Reproduce all of the entries below exactly, without a single change.

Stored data
════════════════

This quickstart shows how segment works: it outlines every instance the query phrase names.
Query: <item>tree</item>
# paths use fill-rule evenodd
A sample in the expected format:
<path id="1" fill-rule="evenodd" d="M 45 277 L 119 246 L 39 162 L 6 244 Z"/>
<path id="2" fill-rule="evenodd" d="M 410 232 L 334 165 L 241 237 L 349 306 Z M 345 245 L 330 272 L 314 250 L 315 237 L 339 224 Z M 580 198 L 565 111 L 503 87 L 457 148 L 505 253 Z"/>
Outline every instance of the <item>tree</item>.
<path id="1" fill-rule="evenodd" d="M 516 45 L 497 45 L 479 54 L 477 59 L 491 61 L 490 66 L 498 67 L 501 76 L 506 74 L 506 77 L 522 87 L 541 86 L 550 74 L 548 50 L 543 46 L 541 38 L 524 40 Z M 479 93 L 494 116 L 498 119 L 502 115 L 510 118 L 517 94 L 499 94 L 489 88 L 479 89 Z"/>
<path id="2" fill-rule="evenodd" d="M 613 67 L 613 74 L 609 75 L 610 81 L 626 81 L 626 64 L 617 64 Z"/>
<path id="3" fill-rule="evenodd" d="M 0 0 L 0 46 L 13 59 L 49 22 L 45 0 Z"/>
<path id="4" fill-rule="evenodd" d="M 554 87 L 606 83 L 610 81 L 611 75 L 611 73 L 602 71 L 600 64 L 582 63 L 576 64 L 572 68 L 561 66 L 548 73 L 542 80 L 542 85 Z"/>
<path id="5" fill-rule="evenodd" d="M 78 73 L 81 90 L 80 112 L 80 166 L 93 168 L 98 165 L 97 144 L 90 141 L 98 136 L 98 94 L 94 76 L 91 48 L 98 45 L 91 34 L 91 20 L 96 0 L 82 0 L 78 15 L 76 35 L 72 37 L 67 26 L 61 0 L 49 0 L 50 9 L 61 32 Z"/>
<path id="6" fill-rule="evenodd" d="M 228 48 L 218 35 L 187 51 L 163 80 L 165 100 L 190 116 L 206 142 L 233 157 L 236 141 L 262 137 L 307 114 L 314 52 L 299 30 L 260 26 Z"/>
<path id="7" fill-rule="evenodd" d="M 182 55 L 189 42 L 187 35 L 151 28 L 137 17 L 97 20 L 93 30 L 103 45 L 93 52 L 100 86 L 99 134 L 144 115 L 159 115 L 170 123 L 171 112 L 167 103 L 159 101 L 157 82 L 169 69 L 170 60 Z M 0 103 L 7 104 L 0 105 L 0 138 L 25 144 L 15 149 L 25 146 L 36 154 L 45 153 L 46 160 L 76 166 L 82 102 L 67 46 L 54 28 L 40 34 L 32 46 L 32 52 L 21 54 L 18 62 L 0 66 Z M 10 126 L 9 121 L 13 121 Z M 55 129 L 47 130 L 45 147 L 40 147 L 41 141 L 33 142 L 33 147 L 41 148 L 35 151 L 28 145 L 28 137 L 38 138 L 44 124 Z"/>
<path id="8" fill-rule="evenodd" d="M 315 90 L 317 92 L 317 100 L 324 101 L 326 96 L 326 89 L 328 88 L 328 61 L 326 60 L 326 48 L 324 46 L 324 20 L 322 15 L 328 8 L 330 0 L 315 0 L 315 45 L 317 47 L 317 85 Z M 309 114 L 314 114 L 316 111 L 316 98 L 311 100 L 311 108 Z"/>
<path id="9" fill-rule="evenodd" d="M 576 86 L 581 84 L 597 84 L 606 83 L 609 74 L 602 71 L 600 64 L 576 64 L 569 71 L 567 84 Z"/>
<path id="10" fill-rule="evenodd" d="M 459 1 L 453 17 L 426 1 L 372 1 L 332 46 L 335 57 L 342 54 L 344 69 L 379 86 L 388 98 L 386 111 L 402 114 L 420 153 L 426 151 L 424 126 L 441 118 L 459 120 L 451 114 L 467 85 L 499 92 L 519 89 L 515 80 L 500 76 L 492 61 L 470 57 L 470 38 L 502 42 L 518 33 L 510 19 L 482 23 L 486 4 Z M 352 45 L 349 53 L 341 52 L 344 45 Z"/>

════════════════

• [YOUR RESPONSE]
This quickstart shows how segment works: it outlines every instance the query phrase names.
Query: <item>tree</item>
# paths use fill-rule evenodd
A sample in the expected format:
<path id="1" fill-rule="evenodd" d="M 45 277 L 119 246 L 39 162 L 6 244 Z"/>
<path id="2" fill-rule="evenodd" d="M 410 232 L 334 165 L 241 237 L 349 306 Z M 345 245 L 330 272 L 314 250 L 315 237 L 339 224 Z M 580 198 L 565 111 L 503 87 L 457 148 L 505 253 Z"/>
Outline every instance of the <item>tree</item>.
<path id="1" fill-rule="evenodd" d="M 516 45 L 497 45 L 479 54 L 477 59 L 491 61 L 490 66 L 498 67 L 501 76 L 506 74 L 506 77 L 522 87 L 541 86 L 550 74 L 548 50 L 543 46 L 541 38 L 524 40 Z M 479 93 L 494 116 L 498 119 L 502 115 L 510 118 L 517 94 L 499 94 L 489 88 L 479 89 Z"/>
<path id="2" fill-rule="evenodd" d="M 613 67 L 613 74 L 609 75 L 610 81 L 626 81 L 626 64 L 617 64 Z"/>
<path id="3" fill-rule="evenodd" d="M 0 0 L 0 46 L 13 59 L 49 22 L 45 0 Z"/>
<path id="4" fill-rule="evenodd" d="M 554 87 L 606 83 L 610 81 L 611 75 L 611 73 L 602 71 L 600 64 L 582 63 L 576 64 L 572 68 L 561 66 L 548 73 L 542 80 L 542 85 Z"/>
<path id="5" fill-rule="evenodd" d="M 78 73 L 81 90 L 80 112 L 80 166 L 93 168 L 98 165 L 97 144 L 90 141 L 98 136 L 98 94 L 94 76 L 91 48 L 98 45 L 91 34 L 91 20 L 96 0 L 82 0 L 78 15 L 76 35 L 72 37 L 67 26 L 61 0 L 49 0 L 50 9 L 61 32 Z"/>
<path id="6" fill-rule="evenodd" d="M 228 48 L 218 35 L 187 51 L 163 80 L 165 100 L 190 116 L 206 142 L 233 157 L 236 141 L 262 137 L 307 114 L 314 52 L 299 30 L 260 26 Z"/>
<path id="7" fill-rule="evenodd" d="M 182 55 L 189 42 L 187 35 L 151 28 L 137 17 L 97 20 L 93 30 L 103 45 L 93 52 L 100 86 L 99 134 L 144 115 L 159 115 L 170 123 L 171 112 L 167 103 L 159 101 L 157 82 L 169 69 L 170 60 Z M 0 103 L 7 104 L 0 105 L 0 138 L 25 144 L 15 149 L 25 146 L 36 154 L 45 153 L 46 160 L 76 166 L 82 102 L 67 46 L 54 28 L 40 34 L 32 46 L 32 52 L 21 54 L 18 62 L 0 66 Z M 10 126 L 9 121 L 13 121 Z M 55 129 L 47 130 L 45 147 L 40 147 L 41 141 L 33 142 L 33 147 L 41 148 L 35 151 L 28 145 L 28 137 L 38 138 L 44 124 Z"/>
<path id="8" fill-rule="evenodd" d="M 315 90 L 317 92 L 317 100 L 324 101 L 326 96 L 326 89 L 328 88 L 328 61 L 326 60 L 326 48 L 324 46 L 324 20 L 322 15 L 328 8 L 330 0 L 315 0 L 315 45 L 317 47 L 317 85 Z M 309 114 L 314 114 L 316 111 L 316 98 L 311 100 L 311 108 Z"/>
<path id="9" fill-rule="evenodd" d="M 576 86 L 581 84 L 597 84 L 606 83 L 609 74 L 602 71 L 600 64 L 576 64 L 569 71 L 567 84 Z"/>
<path id="10" fill-rule="evenodd" d="M 459 1 L 453 17 L 426 1 L 372 1 L 332 46 L 335 57 L 342 54 L 344 69 L 379 86 L 388 98 L 386 111 L 402 114 L 420 153 L 426 151 L 424 126 L 441 118 L 459 120 L 451 114 L 467 85 L 499 92 L 519 89 L 515 80 L 500 76 L 492 61 L 470 57 L 470 38 L 502 42 L 518 33 L 510 19 L 482 23 L 486 4 Z M 352 45 L 349 53 L 341 52 L 344 45 Z"/>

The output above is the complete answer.